### SOURCE DOCUMENT
+++

Hell, in my case, I love the stuff and my own exposure to it is far from complete. Aside from the names everyone knows (Mozart, Bach, Beethoven), I tend to specialize in 19th and 20th century Russians: Stravinsky, Shostakovich, Rachmaninov, Rimsky-Korsakov, and so on. To be honest, I first got into Classical music because I'm first and foremost a metal-head, and most good metal draws on Classical music. If you want to write metal that isn't crap, Classical music is kinda required reading.

Then, I discovered that a famous composer once wrote a piece that caused a riot at its debut in Paris. Any idiot can start a riot at a metal show. Starting a riot at a ballet, in Paris, in 1913, takes genius. Igor Stravinsky's Rite of Spring did exactly that, and I fell in love the moment I heard it.

+++

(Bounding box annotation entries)

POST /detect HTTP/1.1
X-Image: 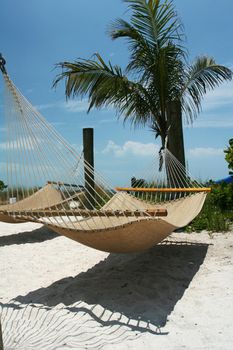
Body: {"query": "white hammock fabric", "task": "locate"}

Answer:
[0,73,209,252]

+++

### THE EXERCISE
Answer these questions using the classical music excerpt:
1. Which three composers does it give as the names everyone knows?
2. What does the writer say they are first and foremost?
3. In which city and year did the debut of Rite of Spring cause a riot?

### SOLUTION TO THIS TASK
1. Mozart, Bach, and Beethoven.
2. A metal-head.
3. Paris, in 1913.